Exercise details - When the word "dark" appears in a line of the data below, list that line.

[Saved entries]

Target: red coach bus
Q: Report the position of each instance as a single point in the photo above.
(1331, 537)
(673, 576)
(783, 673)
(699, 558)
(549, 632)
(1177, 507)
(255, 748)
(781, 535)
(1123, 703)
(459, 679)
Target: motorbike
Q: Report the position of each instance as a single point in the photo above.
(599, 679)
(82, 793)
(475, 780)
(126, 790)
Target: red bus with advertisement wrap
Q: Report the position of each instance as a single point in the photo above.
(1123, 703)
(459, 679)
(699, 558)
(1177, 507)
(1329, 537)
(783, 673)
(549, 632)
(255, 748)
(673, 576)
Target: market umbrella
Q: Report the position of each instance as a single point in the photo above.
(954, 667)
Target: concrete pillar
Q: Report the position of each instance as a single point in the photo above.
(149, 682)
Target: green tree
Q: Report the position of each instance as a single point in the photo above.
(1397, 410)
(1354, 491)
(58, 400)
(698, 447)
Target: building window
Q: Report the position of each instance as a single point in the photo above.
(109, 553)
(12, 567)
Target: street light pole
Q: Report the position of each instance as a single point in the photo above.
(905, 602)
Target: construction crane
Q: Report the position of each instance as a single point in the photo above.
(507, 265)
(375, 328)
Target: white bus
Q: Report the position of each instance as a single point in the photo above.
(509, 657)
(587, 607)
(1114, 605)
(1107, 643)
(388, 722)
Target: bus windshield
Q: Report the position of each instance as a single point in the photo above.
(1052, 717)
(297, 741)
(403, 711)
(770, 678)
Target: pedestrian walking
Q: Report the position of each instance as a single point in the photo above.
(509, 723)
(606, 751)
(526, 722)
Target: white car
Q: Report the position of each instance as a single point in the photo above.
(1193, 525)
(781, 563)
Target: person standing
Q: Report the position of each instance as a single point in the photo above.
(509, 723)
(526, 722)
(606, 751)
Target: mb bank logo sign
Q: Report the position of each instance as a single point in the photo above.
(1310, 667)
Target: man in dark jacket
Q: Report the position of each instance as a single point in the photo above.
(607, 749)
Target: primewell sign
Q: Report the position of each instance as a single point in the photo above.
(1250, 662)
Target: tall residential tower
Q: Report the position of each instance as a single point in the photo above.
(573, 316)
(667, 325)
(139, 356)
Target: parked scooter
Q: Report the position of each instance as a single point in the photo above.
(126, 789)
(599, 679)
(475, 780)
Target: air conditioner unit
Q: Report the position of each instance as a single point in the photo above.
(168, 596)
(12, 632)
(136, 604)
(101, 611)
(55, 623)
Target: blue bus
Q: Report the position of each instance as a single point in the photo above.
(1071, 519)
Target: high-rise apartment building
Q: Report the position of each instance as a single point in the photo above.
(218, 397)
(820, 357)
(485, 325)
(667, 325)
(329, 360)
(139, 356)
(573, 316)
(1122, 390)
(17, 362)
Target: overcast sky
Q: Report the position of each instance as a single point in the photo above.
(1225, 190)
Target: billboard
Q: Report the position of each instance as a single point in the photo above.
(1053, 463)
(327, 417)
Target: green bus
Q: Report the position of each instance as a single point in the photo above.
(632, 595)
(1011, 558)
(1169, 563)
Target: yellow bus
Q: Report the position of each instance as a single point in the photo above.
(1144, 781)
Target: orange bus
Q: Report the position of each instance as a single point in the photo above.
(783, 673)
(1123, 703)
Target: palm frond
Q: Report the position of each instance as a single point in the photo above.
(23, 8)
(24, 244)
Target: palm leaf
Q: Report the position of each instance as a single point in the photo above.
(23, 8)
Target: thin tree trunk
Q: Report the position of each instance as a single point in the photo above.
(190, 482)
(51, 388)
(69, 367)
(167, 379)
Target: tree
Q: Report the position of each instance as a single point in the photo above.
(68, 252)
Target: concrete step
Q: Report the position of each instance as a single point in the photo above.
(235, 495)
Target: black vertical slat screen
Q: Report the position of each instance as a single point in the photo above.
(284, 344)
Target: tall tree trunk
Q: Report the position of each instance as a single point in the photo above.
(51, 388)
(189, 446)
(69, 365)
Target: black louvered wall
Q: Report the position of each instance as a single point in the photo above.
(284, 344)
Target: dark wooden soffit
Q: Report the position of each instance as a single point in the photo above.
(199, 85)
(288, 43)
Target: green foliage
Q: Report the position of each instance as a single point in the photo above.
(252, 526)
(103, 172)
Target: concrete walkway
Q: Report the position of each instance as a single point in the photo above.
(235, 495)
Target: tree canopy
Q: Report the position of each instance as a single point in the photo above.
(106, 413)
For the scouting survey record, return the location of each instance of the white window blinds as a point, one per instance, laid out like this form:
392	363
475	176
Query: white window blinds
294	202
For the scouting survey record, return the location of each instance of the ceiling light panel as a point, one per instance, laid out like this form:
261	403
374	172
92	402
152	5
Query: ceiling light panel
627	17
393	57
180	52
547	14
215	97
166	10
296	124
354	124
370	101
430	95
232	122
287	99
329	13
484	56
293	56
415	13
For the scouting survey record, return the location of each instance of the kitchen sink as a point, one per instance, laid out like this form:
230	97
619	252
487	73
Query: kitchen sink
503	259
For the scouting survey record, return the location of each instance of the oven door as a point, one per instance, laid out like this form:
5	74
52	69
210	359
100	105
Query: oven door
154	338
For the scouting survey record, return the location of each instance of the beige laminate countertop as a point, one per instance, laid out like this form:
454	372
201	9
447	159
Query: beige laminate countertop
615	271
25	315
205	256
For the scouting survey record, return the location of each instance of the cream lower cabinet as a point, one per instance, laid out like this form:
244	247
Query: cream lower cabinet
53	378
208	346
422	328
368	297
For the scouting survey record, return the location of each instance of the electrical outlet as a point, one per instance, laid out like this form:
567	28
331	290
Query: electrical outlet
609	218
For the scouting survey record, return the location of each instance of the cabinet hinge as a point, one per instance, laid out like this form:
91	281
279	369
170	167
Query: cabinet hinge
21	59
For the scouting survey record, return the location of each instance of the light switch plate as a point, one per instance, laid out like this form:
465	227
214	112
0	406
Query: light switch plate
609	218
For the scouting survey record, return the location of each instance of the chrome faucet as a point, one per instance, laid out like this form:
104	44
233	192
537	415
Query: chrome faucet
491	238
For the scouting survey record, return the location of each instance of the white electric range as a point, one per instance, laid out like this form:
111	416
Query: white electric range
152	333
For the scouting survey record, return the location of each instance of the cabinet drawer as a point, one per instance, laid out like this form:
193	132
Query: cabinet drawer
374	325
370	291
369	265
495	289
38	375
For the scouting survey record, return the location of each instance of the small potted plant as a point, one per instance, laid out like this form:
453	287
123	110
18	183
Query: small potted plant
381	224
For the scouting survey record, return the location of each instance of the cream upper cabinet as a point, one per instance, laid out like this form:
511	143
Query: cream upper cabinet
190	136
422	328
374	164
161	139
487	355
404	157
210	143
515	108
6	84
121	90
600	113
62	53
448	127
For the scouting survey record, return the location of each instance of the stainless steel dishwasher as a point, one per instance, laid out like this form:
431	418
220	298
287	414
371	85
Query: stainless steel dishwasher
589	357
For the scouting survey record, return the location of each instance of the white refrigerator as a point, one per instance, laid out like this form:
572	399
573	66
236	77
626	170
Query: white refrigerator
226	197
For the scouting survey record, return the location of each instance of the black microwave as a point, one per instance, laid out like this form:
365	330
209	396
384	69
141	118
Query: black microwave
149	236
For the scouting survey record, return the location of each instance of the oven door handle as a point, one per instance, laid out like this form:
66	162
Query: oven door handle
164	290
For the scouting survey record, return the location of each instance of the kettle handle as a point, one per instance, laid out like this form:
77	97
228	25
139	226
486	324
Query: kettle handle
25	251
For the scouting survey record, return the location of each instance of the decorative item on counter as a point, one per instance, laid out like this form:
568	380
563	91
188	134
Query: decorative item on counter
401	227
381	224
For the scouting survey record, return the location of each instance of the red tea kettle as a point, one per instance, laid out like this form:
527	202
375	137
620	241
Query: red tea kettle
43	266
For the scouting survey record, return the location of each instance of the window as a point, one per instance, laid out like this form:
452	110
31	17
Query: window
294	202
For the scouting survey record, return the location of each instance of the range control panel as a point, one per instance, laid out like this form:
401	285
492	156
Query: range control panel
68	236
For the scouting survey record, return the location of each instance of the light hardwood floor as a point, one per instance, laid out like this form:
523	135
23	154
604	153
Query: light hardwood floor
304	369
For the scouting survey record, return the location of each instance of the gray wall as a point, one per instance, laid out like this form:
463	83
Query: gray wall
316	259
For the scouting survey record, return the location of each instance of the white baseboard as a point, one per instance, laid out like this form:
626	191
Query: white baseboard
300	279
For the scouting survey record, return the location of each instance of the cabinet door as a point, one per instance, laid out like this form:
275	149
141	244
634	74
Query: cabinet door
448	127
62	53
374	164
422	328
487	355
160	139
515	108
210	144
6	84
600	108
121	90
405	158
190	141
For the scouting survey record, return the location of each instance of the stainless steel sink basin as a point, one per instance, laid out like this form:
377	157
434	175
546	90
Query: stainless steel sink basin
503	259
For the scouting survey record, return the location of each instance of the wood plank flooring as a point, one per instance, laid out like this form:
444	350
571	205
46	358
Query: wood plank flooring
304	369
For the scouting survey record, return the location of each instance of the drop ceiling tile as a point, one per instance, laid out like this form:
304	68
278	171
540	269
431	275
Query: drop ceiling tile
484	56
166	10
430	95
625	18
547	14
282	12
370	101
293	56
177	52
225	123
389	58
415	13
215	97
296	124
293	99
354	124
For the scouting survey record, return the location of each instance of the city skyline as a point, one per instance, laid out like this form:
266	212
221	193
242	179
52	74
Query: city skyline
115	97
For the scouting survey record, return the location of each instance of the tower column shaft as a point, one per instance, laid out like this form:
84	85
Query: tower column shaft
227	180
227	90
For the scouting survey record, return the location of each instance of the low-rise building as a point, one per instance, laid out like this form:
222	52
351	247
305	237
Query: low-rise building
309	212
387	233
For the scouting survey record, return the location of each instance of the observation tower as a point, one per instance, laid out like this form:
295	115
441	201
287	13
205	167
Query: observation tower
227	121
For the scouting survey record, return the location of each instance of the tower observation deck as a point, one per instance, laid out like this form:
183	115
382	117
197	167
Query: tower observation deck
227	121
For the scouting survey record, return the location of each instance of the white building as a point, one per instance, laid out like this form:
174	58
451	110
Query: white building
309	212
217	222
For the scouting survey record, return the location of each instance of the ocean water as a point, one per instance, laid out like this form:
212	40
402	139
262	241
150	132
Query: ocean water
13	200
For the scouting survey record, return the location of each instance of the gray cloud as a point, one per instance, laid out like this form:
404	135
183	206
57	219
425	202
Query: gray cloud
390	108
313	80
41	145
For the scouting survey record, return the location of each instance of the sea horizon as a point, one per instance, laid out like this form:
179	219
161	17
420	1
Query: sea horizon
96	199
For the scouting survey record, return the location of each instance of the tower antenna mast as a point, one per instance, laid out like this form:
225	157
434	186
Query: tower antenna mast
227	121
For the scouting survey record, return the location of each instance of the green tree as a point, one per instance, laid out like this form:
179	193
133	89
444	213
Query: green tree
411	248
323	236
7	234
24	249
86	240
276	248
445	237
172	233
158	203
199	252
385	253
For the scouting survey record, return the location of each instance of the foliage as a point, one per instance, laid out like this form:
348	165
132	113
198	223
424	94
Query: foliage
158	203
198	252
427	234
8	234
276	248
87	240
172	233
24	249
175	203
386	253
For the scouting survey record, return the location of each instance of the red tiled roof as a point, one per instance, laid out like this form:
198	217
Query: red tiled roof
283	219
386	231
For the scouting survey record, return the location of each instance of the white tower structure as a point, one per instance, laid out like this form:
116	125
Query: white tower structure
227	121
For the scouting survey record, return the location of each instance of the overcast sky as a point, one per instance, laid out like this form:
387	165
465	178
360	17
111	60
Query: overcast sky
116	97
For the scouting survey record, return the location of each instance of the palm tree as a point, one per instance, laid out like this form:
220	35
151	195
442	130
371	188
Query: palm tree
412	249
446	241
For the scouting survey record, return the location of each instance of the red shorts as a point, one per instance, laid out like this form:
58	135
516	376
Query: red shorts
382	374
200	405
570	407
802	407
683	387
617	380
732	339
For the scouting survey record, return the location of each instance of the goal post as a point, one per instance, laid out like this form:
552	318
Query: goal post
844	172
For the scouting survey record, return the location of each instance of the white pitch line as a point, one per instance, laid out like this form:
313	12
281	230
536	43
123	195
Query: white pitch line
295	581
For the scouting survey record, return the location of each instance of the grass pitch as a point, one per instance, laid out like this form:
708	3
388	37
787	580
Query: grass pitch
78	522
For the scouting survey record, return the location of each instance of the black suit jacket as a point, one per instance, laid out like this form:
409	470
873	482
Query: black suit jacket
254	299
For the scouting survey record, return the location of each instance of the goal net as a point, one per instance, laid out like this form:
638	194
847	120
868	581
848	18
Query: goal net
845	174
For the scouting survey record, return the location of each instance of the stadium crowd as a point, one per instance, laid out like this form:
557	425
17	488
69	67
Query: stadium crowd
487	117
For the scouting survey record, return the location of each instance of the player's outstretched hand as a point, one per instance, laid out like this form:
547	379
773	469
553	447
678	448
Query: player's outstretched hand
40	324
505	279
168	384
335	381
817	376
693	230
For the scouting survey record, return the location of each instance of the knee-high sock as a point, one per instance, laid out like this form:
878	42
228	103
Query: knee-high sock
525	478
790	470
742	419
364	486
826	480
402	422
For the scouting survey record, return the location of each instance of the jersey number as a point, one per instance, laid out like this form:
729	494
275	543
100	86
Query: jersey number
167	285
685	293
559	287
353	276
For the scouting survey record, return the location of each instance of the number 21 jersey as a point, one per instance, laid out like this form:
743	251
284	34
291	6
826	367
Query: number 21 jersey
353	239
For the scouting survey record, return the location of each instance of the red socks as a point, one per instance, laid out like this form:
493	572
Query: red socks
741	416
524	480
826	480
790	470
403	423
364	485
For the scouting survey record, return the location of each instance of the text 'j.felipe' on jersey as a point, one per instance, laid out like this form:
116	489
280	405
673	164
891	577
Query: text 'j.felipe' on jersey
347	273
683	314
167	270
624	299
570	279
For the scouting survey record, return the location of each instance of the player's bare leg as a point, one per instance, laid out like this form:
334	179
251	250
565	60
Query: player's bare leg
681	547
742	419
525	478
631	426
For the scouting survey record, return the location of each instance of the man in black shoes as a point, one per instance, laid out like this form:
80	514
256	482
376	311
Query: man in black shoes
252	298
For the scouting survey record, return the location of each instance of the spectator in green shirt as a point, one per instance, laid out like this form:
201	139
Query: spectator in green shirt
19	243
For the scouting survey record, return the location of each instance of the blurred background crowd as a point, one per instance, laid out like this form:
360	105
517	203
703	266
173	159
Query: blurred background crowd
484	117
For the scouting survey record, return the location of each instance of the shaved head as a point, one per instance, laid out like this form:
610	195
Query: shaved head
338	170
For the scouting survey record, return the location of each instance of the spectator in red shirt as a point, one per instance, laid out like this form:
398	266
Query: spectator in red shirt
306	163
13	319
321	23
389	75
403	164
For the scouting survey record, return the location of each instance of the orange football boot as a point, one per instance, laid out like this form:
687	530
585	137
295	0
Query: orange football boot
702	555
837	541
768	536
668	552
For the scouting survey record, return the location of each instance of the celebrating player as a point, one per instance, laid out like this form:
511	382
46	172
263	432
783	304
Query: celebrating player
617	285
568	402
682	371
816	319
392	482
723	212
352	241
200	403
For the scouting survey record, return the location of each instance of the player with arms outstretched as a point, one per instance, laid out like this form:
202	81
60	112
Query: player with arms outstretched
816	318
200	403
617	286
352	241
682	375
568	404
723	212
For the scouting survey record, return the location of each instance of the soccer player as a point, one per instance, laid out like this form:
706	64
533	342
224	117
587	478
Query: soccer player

Result for this exercise -
Target: man in dark jacket
Target: dark wooden soffit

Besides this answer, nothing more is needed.